* [Your instructions]
Locate "of the christmas" in the records below, then copy its line and every following line exactly, without the pictures.

* [Provided material]
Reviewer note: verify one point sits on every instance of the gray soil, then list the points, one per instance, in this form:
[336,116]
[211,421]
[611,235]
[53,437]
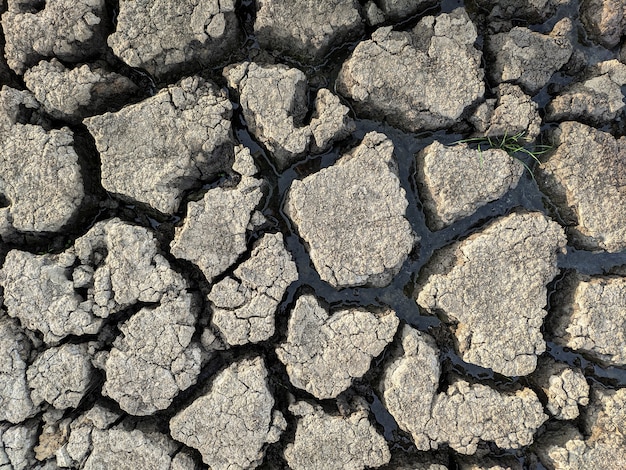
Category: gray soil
[312,234]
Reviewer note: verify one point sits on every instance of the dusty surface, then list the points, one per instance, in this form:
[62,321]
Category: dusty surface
[305,234]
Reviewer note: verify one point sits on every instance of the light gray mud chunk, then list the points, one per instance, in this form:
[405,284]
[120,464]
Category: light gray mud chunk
[455,181]
[70,30]
[410,381]
[566,388]
[468,413]
[604,425]
[244,304]
[275,103]
[15,402]
[72,94]
[528,58]
[324,353]
[214,233]
[334,442]
[598,99]
[154,150]
[61,376]
[590,317]
[352,216]
[117,263]
[463,415]
[488,463]
[39,171]
[75,448]
[39,291]
[306,29]
[419,461]
[604,20]
[232,423]
[399,76]
[156,344]
[534,11]
[586,171]
[162,36]
[16,446]
[492,288]
[120,265]
[118,448]
[395,10]
[512,113]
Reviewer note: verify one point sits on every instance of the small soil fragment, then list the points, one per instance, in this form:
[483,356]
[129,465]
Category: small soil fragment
[244,304]
[274,103]
[306,29]
[492,288]
[166,37]
[590,317]
[566,388]
[325,353]
[154,150]
[350,442]
[215,229]
[527,58]
[399,76]
[597,100]
[587,171]
[40,175]
[231,424]
[73,94]
[70,30]
[352,216]
[455,181]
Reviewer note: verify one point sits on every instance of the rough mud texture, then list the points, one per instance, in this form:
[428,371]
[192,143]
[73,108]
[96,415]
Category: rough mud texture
[597,100]
[587,170]
[117,448]
[166,37]
[157,343]
[590,317]
[306,29]
[492,288]
[274,102]
[352,216]
[324,353]
[601,446]
[349,442]
[73,94]
[248,234]
[529,59]
[40,175]
[454,181]
[214,233]
[155,150]
[15,402]
[70,30]
[461,416]
[399,76]
[244,304]
[116,263]
[61,376]
[512,113]
[604,20]
[565,388]
[395,10]
[16,446]
[467,413]
[231,424]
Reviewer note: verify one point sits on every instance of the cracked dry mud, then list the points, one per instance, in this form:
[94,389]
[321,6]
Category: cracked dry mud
[297,235]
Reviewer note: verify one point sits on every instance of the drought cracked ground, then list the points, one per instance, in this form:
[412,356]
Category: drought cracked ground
[289,234]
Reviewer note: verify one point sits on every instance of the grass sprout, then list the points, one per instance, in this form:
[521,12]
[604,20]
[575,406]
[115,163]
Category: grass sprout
[511,144]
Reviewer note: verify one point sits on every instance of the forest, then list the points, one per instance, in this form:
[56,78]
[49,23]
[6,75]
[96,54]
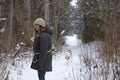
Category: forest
[91,20]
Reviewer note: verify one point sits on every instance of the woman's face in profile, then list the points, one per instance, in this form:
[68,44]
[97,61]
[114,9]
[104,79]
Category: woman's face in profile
[36,27]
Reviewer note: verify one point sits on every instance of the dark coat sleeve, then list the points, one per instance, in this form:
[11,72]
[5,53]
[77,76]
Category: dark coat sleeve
[44,43]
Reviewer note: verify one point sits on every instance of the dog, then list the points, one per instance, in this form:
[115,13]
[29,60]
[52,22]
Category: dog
[68,56]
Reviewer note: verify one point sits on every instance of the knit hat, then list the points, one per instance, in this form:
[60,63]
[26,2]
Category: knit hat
[39,21]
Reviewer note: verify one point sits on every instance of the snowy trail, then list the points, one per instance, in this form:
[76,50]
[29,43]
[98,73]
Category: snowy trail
[61,70]
[84,58]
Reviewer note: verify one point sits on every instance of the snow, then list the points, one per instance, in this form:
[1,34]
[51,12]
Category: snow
[85,63]
[73,2]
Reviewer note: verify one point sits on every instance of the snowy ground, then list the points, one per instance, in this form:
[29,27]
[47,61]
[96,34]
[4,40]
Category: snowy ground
[85,64]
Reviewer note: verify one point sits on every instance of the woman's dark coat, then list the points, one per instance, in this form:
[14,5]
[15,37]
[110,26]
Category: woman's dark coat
[42,59]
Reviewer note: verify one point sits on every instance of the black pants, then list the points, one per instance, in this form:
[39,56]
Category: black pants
[41,75]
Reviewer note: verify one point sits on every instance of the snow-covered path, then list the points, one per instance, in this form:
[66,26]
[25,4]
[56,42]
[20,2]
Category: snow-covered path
[86,64]
[61,69]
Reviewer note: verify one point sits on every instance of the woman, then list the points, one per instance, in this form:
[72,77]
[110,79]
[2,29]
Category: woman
[42,60]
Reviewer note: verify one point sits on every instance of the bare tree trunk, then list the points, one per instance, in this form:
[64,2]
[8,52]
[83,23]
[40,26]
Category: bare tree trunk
[47,13]
[9,27]
[27,20]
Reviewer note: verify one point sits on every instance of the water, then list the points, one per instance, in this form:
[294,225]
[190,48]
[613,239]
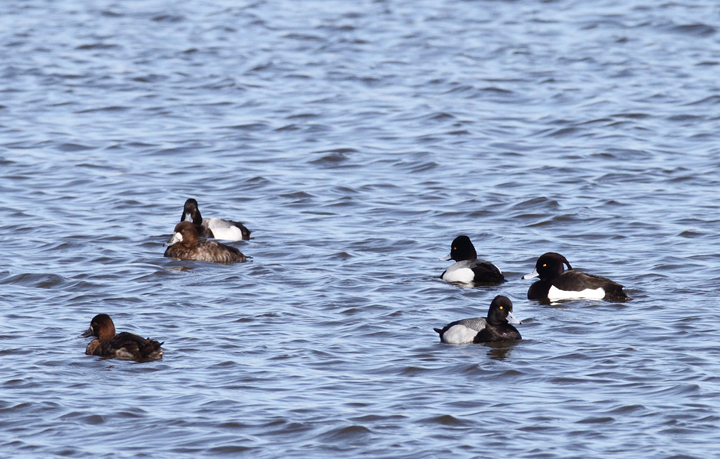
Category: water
[356,140]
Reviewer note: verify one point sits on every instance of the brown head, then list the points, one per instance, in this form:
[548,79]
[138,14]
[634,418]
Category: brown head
[185,234]
[102,327]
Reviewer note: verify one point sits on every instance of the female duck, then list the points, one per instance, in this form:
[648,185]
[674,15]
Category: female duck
[467,267]
[185,245]
[126,346]
[557,284]
[496,327]
[213,227]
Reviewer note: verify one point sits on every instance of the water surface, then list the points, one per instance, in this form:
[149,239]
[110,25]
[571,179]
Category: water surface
[356,140]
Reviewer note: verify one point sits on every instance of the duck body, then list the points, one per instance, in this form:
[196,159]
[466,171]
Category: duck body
[186,245]
[467,267]
[215,228]
[125,346]
[493,328]
[556,284]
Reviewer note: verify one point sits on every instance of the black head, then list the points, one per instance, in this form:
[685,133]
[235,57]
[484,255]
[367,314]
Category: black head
[549,266]
[500,311]
[462,249]
[101,326]
[191,212]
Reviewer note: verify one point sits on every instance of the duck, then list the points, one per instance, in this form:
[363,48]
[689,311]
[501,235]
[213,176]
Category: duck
[125,346]
[185,244]
[215,228]
[556,284]
[467,267]
[493,328]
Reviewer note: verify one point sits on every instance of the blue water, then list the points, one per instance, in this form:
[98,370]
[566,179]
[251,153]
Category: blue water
[356,140]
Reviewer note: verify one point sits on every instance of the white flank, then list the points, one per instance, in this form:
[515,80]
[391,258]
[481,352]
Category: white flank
[589,294]
[459,334]
[464,275]
[232,233]
[177,237]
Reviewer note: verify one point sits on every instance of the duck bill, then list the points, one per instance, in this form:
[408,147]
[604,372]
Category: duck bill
[512,319]
[177,237]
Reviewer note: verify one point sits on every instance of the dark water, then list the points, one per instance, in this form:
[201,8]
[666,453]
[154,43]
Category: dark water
[357,139]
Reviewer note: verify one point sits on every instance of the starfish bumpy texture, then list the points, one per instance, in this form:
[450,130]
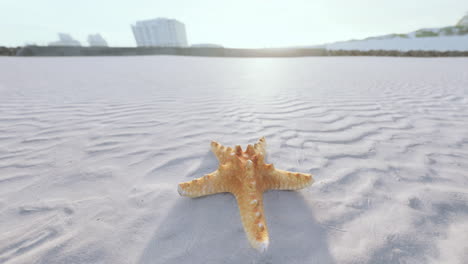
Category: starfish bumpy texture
[246,175]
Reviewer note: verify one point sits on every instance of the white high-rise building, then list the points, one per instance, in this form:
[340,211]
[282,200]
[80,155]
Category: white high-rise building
[160,32]
[96,40]
[65,40]
[464,21]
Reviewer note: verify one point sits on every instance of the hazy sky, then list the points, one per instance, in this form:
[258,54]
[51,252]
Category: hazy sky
[240,23]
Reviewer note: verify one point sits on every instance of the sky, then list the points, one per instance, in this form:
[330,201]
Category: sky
[237,24]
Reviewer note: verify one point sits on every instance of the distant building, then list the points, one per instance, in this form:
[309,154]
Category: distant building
[96,40]
[206,45]
[160,32]
[464,21]
[65,40]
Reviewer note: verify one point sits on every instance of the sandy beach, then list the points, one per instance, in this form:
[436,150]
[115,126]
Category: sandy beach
[92,150]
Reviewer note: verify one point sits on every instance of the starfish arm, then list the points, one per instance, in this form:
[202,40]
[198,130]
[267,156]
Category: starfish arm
[209,184]
[253,219]
[221,152]
[286,180]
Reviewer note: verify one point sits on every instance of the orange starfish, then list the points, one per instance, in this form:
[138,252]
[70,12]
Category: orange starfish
[246,175]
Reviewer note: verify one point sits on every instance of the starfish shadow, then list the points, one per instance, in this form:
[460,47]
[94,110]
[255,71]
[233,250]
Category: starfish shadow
[209,230]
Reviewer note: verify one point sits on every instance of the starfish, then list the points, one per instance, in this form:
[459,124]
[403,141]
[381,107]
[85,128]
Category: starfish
[246,175]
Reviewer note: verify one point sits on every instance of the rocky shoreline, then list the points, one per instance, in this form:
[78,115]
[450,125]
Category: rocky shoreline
[216,52]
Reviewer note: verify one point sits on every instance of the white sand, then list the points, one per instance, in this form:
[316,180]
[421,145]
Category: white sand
[92,149]
[441,43]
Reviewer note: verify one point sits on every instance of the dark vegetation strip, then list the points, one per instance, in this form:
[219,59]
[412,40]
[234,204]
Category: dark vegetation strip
[215,52]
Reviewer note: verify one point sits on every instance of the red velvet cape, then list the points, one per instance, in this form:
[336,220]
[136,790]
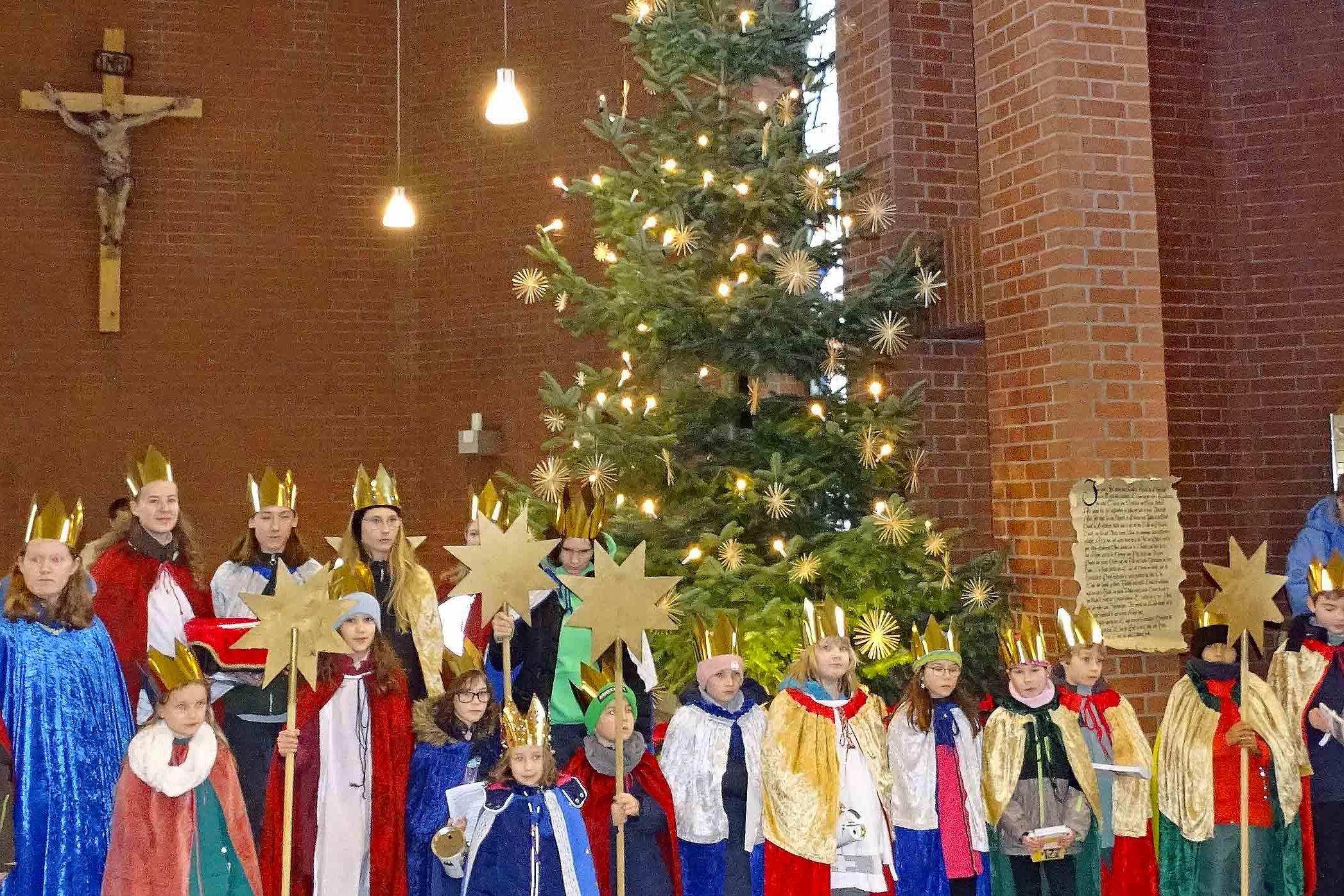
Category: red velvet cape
[152,833]
[124,578]
[597,814]
[392,745]
[1133,864]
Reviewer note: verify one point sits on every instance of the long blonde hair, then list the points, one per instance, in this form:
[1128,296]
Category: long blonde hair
[410,581]
[806,667]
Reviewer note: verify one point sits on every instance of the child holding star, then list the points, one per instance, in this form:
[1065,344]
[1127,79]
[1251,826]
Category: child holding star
[1211,715]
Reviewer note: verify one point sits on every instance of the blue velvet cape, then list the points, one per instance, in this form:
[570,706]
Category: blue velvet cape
[65,704]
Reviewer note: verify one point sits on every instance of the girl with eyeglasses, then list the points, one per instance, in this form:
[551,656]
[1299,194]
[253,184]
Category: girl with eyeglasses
[458,742]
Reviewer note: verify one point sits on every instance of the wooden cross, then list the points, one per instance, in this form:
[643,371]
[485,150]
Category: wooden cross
[115,65]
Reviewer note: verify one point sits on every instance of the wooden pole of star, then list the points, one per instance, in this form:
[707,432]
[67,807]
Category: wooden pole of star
[112,98]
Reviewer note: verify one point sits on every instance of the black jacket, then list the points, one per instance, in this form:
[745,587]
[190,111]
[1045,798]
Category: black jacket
[535,652]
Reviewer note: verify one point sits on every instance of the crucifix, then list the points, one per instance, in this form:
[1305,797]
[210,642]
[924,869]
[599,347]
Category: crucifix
[107,119]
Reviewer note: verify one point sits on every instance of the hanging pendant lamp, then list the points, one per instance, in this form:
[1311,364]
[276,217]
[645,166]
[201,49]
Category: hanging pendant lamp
[399,211]
[506,104]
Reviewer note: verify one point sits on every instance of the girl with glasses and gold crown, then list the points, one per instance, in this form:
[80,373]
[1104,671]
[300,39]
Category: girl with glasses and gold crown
[458,742]
[1119,857]
[179,827]
[711,758]
[530,839]
[351,745]
[65,709]
[933,745]
[151,582]
[405,590]
[825,774]
[1211,714]
[1038,779]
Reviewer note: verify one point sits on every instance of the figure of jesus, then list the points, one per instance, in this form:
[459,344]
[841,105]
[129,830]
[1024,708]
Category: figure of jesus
[110,132]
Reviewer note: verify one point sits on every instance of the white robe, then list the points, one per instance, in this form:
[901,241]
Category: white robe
[345,789]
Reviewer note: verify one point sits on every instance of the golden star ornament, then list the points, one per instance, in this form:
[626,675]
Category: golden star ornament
[1246,593]
[621,602]
[302,608]
[503,567]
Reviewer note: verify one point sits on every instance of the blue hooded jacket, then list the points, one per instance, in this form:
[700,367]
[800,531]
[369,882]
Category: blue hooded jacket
[1323,535]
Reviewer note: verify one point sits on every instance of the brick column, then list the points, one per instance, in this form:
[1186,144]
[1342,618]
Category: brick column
[1069,255]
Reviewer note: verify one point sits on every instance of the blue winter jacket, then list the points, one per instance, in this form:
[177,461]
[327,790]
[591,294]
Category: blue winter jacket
[1323,535]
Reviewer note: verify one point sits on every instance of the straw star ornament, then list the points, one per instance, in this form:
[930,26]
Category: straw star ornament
[304,608]
[1246,593]
[503,567]
[621,602]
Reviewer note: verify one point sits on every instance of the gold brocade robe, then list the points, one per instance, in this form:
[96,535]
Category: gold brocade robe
[1295,676]
[1184,773]
[1006,746]
[800,770]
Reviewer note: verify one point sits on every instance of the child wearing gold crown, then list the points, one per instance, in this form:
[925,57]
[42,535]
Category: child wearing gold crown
[824,771]
[458,742]
[530,839]
[711,758]
[151,582]
[652,865]
[1119,859]
[1307,675]
[351,745]
[1038,781]
[1211,714]
[933,742]
[179,825]
[65,709]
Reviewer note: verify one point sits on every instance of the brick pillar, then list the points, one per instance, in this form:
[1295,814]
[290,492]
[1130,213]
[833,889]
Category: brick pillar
[1069,255]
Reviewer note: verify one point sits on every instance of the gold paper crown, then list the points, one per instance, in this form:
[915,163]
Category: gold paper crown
[823,623]
[1325,576]
[54,523]
[1202,617]
[492,504]
[378,492]
[272,490]
[935,639]
[594,680]
[174,672]
[530,730]
[456,667]
[1078,629]
[1022,642]
[155,468]
[722,640]
[581,513]
[349,580]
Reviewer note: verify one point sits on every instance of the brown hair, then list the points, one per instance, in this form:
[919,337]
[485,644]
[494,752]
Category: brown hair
[806,667]
[73,606]
[918,705]
[448,719]
[246,550]
[189,554]
[503,771]
[389,675]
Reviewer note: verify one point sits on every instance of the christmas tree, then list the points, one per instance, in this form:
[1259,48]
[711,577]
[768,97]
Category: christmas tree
[745,433]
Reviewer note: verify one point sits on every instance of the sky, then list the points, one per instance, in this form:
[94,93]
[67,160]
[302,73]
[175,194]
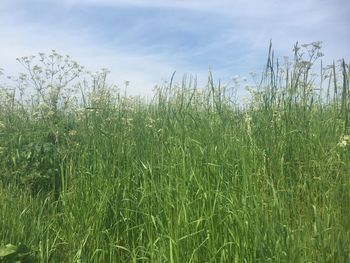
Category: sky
[145,41]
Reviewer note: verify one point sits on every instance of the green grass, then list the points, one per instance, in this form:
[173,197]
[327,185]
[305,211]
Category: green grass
[186,177]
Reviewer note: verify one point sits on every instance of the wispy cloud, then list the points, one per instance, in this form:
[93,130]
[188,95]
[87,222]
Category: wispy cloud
[144,41]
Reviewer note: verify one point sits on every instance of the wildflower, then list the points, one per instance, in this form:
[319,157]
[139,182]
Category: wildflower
[2,150]
[344,141]
[72,133]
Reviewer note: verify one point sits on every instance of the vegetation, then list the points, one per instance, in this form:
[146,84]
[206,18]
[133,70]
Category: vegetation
[90,175]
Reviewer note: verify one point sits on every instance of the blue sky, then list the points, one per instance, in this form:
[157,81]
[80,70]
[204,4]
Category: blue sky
[144,41]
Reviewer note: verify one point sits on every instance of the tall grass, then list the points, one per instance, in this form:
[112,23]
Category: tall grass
[190,176]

* [Written solution]
Reviewer note: verify one point sits on every instance of the christmas tree, then list the points, one per instance, in this form:
[1259,48]
[711,577]
[768,97]
Category: christmas tree
[745,433]
Reviewer note: verify one point sits on every instance of the sky, then list the points, one per instance, in this form:
[94,93]
[67,160]
[302,73]
[175,194]
Category: sky
[145,41]
Reviewer note: verify one point sits on every instance of the green grass, then list the points, one per instance, in this form:
[173,197]
[327,185]
[305,211]
Category: green grass
[186,177]
Reviewer note: verify one point sits on every instance of the wispy cloud, then list the points, one per instance, in this form:
[93,130]
[188,95]
[87,222]
Category: wispy cloud
[144,41]
Reviewer note: verify one point sits on every instance of the wildflower, then list the points, one per instance, in this form:
[319,157]
[139,182]
Category: wildflower
[2,150]
[344,141]
[72,133]
Reviewer note: verify one point sits on every instance of the vegetation, then list the points, one per instance, in this form:
[146,84]
[206,18]
[133,70]
Category: vegetation
[90,175]
Reviewer note: verify one point sits on every instance of the blue sky, then list the points, one per instance, in this form:
[157,81]
[80,70]
[204,4]
Category: blue sky
[144,41]
Reviewer note: verify one point sits on every instance of the tall grass, then list the points, one per instance, in this form:
[112,23]
Category: tall grass
[190,176]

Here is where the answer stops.